Pick out every line in the records below that contains the word "jacket", and copy those lines. Case counts, so a capital letter makes a different word.

__INFORMATION SHOWN__.
+===+
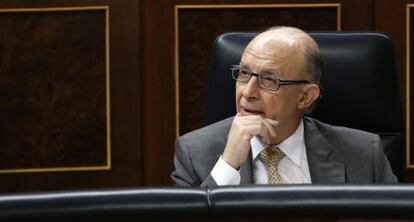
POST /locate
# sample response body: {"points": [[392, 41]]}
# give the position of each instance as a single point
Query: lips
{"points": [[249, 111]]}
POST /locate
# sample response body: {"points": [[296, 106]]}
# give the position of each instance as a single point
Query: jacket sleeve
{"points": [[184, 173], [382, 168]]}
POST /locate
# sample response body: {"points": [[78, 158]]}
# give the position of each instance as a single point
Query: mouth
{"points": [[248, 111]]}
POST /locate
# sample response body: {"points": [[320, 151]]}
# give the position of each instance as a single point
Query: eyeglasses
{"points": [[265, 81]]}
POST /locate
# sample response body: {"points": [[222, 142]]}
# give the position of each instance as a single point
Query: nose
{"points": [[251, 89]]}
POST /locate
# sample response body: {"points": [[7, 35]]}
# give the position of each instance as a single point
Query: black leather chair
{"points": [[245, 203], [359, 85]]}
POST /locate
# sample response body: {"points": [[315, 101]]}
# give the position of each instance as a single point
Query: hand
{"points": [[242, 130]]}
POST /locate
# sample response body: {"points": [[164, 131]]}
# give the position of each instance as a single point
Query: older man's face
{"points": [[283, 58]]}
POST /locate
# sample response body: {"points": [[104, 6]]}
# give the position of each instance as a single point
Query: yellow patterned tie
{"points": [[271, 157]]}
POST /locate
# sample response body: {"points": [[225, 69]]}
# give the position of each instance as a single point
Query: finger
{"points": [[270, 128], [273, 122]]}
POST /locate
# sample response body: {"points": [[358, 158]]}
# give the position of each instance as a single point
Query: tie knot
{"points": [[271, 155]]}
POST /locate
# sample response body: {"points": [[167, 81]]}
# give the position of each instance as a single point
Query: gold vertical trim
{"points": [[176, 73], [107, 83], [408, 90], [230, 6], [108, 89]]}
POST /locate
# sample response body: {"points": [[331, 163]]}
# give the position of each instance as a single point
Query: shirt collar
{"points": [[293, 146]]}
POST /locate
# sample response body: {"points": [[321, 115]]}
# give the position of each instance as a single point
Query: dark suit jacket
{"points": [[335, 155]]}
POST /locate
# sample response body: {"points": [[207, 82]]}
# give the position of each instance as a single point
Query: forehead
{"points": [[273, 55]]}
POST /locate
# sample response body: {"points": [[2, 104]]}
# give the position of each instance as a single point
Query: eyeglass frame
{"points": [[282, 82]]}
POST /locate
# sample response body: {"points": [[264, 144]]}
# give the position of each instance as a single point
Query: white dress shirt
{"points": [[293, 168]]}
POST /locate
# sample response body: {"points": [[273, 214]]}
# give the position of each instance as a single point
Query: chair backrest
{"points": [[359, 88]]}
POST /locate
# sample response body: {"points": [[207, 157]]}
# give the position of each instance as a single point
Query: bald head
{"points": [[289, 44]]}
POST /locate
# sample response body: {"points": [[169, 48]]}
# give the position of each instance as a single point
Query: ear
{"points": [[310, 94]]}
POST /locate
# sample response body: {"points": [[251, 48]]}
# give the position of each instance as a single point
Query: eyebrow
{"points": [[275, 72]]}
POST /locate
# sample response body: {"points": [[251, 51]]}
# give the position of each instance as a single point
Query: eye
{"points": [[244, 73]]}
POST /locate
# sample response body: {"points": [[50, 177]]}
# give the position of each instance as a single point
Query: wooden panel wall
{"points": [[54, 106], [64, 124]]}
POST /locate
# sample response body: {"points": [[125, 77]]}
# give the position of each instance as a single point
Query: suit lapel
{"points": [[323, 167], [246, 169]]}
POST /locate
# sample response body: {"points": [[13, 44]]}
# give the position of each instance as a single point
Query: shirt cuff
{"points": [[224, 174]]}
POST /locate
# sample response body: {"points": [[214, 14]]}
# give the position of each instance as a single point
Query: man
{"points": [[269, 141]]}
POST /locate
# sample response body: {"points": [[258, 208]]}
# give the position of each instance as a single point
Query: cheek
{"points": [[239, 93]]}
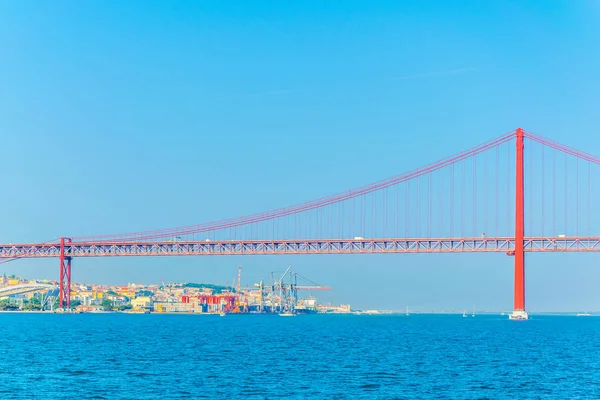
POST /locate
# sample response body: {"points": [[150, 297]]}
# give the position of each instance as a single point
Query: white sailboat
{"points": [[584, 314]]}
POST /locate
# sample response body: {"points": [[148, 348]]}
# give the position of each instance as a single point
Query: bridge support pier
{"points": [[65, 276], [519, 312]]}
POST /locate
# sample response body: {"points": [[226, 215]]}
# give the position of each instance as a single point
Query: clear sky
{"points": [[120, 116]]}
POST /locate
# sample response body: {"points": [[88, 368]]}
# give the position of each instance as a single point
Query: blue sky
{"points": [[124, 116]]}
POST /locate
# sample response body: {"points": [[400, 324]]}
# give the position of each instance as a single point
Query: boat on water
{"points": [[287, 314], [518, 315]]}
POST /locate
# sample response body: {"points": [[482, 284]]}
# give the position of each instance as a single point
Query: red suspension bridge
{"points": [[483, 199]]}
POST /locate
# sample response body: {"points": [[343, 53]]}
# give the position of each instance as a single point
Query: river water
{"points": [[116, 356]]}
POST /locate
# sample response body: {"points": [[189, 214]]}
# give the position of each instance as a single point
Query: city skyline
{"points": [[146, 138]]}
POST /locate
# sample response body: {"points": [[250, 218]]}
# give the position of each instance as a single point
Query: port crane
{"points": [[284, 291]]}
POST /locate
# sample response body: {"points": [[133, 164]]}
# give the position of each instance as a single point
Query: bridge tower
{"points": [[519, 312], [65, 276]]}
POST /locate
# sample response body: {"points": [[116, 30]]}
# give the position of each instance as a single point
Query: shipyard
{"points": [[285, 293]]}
+===+
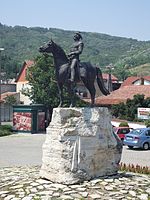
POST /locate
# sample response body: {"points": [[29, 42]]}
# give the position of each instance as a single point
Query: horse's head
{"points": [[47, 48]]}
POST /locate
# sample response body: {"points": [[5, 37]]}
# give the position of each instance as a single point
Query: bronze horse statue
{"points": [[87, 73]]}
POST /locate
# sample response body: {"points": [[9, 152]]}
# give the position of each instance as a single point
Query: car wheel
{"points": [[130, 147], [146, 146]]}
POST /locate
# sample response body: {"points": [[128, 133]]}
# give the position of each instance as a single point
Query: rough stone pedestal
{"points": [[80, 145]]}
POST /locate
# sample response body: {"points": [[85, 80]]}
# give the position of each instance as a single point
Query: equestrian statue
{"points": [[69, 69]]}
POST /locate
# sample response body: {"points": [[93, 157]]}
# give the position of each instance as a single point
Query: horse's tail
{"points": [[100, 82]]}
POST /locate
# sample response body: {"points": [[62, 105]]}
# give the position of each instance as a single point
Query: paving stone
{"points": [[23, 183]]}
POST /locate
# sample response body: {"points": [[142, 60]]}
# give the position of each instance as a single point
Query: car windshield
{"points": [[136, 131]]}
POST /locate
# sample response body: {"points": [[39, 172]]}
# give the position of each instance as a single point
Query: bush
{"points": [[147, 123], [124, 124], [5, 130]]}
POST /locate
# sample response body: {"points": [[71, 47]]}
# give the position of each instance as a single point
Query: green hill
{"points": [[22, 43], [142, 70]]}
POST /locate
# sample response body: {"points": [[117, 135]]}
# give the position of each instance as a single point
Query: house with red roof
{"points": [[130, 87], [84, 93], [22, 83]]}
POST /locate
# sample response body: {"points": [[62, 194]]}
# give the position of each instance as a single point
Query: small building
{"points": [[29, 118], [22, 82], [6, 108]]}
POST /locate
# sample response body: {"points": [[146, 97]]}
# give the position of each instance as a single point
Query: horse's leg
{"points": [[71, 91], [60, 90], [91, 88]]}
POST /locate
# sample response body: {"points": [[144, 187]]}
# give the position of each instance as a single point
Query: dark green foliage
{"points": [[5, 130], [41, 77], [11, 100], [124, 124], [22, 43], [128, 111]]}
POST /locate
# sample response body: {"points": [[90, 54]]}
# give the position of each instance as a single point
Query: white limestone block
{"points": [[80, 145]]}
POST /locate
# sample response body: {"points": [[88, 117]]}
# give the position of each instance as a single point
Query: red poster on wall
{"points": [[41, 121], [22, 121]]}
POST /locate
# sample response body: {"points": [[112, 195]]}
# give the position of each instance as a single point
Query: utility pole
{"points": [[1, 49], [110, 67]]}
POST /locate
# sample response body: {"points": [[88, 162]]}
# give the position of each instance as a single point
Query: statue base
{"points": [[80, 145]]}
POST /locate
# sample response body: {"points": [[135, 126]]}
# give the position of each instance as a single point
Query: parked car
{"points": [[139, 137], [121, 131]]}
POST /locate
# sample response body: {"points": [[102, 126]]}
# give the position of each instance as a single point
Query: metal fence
+===+
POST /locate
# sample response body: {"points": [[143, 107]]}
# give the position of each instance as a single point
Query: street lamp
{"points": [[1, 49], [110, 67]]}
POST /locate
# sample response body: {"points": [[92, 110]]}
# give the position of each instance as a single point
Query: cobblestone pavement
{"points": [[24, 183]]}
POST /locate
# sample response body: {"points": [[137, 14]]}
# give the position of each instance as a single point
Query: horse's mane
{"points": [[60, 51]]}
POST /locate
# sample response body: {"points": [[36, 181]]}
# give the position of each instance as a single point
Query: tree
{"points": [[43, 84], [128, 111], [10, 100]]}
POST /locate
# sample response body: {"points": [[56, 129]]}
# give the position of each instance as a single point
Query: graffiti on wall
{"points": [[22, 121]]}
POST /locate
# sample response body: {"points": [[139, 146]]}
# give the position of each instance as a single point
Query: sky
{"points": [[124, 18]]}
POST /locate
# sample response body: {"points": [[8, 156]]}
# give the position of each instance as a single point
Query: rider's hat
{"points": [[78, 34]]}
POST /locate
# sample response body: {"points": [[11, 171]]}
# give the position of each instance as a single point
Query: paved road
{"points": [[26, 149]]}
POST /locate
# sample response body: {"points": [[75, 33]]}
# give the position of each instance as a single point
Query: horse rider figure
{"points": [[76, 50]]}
+===+
__SOLVED PROBLEM__.
Query: jacket sleeve
Query: dark suit jacket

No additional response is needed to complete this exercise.